» **FRAGMENTO**:
________

Han pasado dos años desde que, de alguna forma todavía no aclarada, un nuevo coronavirus apareciera en nuestras vidas y desatara, meses después, una pandemia que en breve mostraría las frágiles costuras que sustentan nuestra civilización, y que denota lo poco que hemos avanzado en el mundo, por mucho que la tecnología se empeñe en ocultar nuestras debilidades. Presenciamos cómo el confinamiento demostró que la naturaleza sería capaz de recuperarse en muy poco tiempo del maltrato que le infringimos a diario, y que somos muy poca cosa, a pesar de que la soberbia nos ciegue. Ahora, después de dos años, casi cinco millones de muertos y más de doscientos millones de contagios, es un buen momento para reflexionar acerca de lo que la pandemia nos ha dado la oportunidad de aprender, si bien me temo que, a la vista de la «recuperación económica», continuemos tal y como lo dejamos antes de 2019 y la observemos como lo hubieran hecho nuestros ancestros siglos atrás: como una plaga divina, como un castigo de los dioses.
Muchas son las enseñanzas que deberíamos obtener de una pandemia que está por ver si desaparece de nuestras vidas. Quizá diera para una serie de artículos, quién sabe, y quién sabe si alguien prefiriera leerlos dentro de unos meses en lugar de olvidar. Por el momento, me voy a centrar en una reflexión sobre las vacunas. Y no, no tiene que ver con el milagro del ARN mensajero que con tanta esperanza vemos para la erradicación de muchas enfermedades no necesariamente infecciosas, sino con lo comunitario. Porque la vacuna es un medicamento comunitario, no individual.

________

» **MATERIAL PROPORCIONADO**:

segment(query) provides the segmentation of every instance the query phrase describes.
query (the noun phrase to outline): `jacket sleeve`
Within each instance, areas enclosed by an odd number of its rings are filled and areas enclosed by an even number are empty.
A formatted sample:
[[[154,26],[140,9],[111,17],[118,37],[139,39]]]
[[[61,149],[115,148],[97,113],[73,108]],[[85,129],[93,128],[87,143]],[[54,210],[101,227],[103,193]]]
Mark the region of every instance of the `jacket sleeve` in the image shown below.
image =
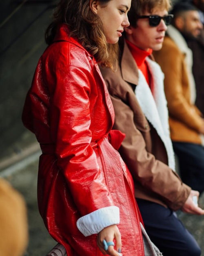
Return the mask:
[[[69,49],[68,52],[66,48],[60,50],[62,54],[57,55],[57,60],[55,57],[49,56],[43,65],[40,61],[38,64],[38,75],[33,81],[31,95],[33,104],[37,108],[33,111],[37,120],[34,125],[37,133],[39,132],[39,127],[36,128],[39,120],[42,127],[50,127],[57,165],[82,216],[78,227],[86,236],[98,233],[105,227],[118,224],[119,211],[114,206],[91,145],[91,111],[94,111],[95,106],[94,101],[91,104],[90,97],[96,82],[89,62],[86,56],[82,63],[78,57],[69,57]],[[91,61],[91,58],[89,61]],[[42,78],[40,75],[42,66]],[[45,102],[48,89],[43,86],[49,85],[50,97],[46,102],[48,107],[44,102],[36,103],[35,100],[39,94],[38,85],[40,84],[42,84],[41,97],[44,97]],[[44,113],[47,112],[44,119]],[[42,117],[39,117],[38,113]],[[47,123],[47,115],[50,117],[50,124]]]
[[[112,80],[105,81],[115,112],[113,128],[126,134],[120,152],[133,179],[145,189],[158,195],[169,207],[177,210],[186,201],[191,188],[183,184],[177,174],[168,165],[156,159],[147,151],[143,136],[135,126],[134,113],[127,104],[131,102],[128,100],[128,93],[122,98],[118,90],[118,87],[123,86],[117,86],[116,91],[110,84],[113,82]],[[125,94],[124,92],[121,93]],[[136,100],[133,104],[137,104],[135,107],[140,108]]]
[[[167,43],[154,55],[165,75],[164,90],[170,115],[199,132],[202,118],[196,107],[186,100],[189,95],[184,95],[183,91],[182,82],[185,86],[188,83],[184,56],[175,47]]]

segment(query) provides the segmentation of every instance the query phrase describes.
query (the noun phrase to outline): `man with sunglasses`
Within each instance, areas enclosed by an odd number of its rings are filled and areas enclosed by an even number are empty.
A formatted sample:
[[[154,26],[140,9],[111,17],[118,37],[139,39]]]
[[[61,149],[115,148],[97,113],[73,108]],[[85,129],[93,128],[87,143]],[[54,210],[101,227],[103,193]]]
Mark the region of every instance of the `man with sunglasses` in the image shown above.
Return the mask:
[[[165,75],[171,136],[182,179],[201,194],[204,191],[204,119],[195,105],[192,53],[187,40],[195,39],[202,25],[197,9],[188,2],[177,3],[171,12],[172,25],[162,49],[154,55]]]
[[[164,75],[152,58],[161,49],[172,15],[169,0],[132,0],[129,27],[120,39],[117,71],[101,68],[115,112],[113,129],[125,134],[119,151],[133,176],[144,227],[164,256],[200,256],[193,236],[177,219],[181,209],[202,215],[197,191],[174,171]]]

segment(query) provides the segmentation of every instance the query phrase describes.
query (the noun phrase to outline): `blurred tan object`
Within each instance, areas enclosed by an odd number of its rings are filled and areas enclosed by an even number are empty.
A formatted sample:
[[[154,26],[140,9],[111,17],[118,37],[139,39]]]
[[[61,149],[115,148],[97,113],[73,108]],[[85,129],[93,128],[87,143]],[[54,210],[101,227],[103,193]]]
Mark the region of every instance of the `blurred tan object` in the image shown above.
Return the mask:
[[[9,182],[0,178],[0,255],[22,256],[28,243],[25,204]]]

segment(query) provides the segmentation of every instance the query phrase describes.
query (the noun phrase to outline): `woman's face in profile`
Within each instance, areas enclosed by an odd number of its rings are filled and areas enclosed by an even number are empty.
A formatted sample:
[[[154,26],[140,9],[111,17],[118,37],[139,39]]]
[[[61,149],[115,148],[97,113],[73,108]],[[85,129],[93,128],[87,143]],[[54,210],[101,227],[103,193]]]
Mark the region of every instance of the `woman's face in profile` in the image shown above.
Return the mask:
[[[102,21],[107,43],[117,43],[124,27],[129,25],[127,13],[131,5],[131,0],[110,0],[105,6],[99,1],[93,2],[93,11]]]

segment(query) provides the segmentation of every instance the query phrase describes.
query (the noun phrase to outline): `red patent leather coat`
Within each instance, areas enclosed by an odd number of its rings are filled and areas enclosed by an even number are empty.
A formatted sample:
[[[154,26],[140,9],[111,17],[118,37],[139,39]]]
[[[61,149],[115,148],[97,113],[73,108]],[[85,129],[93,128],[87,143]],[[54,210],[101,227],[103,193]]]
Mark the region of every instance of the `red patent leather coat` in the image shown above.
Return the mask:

________

» **PREGUNTAS DE ESTUDIO**:
1. Indica si cada afirmación coincide con el fragmento sobre la pandemia y responde sí o no, citando literalmente las palabras del texto que lo deciden: (a) el confinamiento mostró que la naturaleza puede recuperarse en poco tiempo; (b) la reflexión sobre las vacunas se centra en el milagro del ARN mensajero; (c) la vacuna se presenta como un medicamento individual.
2. Prolonga el fragmento sobre la pandemia a partir de su última oración.

» **RESPUESTAS**:
1.
(a) Sí: «el confinamiento demostró que la naturaleza sería capaz de recuperarse en muy poco tiempo».
(b) No: «Y no, no tiene que ver con el milagro del ARN mensajero».
(c) No: «la vacuna es un medicamento comunitario, no individual».

2.
En una época como esta en la que la religión ultraliberal nos acogota con el dogma de la falsa igualdad de oportunidades para que los más capacitados arramplen con todo y que los que vengan detrás despierten, una vez más nos olvidamos de que una pandemia es, por definición, mundial, y de que lo que suceda en la India, China —ya ven qué ejemplo—, Angola o Tierra del Fuego nos influye a todos. Como si al virus se le pudiera detener con la misma facilidad que a un barco de migrantes a la deriva en el Mediterráneo.
Sin embargo, en cada país, con esos virus genéticamente nacionales tan del gusto del fascismo, no optamos por detener la pandemia vacunando a los más capaces de desarrollar la economía. No comenzamos por sus consecuencias económicas, inmunizando primero a los grandes empresarios y a sus trabajadores, ni tuvimos en cuenta la productividad de las personas para establecer prioridades. Todo lo contrario, la vacunación se inició por los más débiles de la sociedad, por los de salud más frágil, los ancianos, y por aquellos cuyos conocimientos podrían contribuir a limitar el desastre, los profesionales de la salud. ¿Se imaginan la catástrofe sanitaria y humana y, por tanto, también económica, que se hubiera producido de haber entendido que lo más grave era el impacto sobre la economía, en su sentido más miope?
La pandemia ha podido comenzar a vencerse porque pusimos por delante las necesidades de los más débiles de la sociedad. Poner el foco en ellos nos ha hecho virar de rumbo y, también, mejorar la economía. Quizá sea un buen momento para cambiar y pensar que un estado es tanto más saludable y próspero si pone su foco en los más débiles de la sociedad. Y que la economía no es cuestión de potentados con pies de barro pandémicos sino, y sobre todo, de humanidad.